▸ **WHAT TO DO**
Could you render the lines from the one containing "Practice step: locate the white cowboy" through the one containing "point(27, 412)", both included, as a JSON list of strings with one string per line and blank lines left out?

----

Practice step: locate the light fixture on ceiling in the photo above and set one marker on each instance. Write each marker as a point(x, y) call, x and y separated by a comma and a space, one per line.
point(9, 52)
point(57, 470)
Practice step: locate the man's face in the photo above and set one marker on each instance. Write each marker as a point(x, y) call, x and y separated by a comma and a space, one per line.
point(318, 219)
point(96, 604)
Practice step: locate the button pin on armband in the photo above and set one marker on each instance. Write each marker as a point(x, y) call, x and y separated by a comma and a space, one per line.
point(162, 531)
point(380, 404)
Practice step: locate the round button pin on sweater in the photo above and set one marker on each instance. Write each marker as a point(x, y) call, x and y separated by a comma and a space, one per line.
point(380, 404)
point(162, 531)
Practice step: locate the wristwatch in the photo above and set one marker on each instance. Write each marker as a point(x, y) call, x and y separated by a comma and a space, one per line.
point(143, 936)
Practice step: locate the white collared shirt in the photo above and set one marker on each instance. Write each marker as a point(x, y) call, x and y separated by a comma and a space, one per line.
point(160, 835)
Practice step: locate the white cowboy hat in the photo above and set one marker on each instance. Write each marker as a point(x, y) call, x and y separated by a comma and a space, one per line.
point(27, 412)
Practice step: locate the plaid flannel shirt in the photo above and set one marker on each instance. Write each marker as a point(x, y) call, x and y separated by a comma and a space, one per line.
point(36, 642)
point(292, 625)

----

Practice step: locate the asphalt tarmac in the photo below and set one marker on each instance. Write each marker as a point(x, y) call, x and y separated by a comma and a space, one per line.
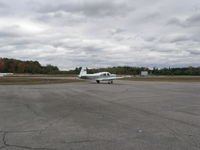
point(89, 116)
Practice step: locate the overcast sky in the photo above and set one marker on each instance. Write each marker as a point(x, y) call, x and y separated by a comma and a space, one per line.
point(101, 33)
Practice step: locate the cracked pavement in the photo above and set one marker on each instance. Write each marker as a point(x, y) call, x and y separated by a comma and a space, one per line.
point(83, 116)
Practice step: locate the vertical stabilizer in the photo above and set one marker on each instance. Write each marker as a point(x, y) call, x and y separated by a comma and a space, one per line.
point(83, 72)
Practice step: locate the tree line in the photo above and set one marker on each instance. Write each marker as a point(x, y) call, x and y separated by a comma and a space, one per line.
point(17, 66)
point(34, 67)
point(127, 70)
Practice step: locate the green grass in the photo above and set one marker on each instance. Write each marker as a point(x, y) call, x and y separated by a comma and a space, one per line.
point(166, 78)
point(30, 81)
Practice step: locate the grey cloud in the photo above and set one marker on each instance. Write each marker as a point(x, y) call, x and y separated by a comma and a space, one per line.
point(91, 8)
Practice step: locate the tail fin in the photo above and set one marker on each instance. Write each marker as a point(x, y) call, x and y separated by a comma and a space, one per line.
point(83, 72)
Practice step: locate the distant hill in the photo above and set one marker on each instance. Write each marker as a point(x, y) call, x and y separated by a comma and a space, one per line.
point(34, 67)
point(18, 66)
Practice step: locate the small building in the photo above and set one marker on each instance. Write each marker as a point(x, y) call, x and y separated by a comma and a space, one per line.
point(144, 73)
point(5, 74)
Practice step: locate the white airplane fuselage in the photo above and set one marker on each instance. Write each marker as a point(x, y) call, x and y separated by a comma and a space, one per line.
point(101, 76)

----

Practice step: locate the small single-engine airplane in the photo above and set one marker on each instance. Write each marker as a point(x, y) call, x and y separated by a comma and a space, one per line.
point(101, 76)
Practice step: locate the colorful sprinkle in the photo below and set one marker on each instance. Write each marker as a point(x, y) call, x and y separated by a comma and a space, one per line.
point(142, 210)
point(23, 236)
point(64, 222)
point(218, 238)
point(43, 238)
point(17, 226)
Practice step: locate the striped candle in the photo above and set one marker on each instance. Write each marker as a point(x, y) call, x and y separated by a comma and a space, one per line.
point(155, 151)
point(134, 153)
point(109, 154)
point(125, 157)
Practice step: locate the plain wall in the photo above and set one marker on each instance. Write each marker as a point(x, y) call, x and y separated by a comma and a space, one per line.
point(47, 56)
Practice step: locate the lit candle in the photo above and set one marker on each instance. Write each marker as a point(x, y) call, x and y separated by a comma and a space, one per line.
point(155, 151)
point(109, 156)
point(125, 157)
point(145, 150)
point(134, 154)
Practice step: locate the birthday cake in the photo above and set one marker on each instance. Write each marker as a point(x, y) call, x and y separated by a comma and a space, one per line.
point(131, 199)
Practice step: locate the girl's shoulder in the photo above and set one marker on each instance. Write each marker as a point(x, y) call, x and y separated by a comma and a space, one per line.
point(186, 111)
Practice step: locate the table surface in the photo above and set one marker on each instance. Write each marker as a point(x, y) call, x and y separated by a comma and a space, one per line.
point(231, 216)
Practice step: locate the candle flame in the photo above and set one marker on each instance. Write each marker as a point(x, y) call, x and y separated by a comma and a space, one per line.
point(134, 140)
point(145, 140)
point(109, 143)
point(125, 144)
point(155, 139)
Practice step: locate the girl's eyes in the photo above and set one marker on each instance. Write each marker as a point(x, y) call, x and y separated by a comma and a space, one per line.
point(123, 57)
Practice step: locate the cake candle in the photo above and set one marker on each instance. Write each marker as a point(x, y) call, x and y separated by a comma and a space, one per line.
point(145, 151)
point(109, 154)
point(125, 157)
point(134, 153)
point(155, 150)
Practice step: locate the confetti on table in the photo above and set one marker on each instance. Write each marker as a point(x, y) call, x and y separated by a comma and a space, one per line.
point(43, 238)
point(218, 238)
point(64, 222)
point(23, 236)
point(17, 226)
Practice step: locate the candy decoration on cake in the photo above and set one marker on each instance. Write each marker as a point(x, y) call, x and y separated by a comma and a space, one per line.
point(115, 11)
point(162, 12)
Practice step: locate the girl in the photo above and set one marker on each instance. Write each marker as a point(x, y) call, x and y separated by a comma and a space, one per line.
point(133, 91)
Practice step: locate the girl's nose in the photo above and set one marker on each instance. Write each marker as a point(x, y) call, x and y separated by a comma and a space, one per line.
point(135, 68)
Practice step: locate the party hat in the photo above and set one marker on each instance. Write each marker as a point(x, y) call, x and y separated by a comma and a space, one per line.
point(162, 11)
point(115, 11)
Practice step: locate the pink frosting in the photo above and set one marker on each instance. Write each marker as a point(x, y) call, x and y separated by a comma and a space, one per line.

----

▸ **THE RESPONSE**
[
  "Practice step: locate the white cowboy hat in the photo above and set one marker on each instance. Write each marker as a point(x, y) call, x and y separated by a comma and a space, one per line.",
  "point(27, 412)"
]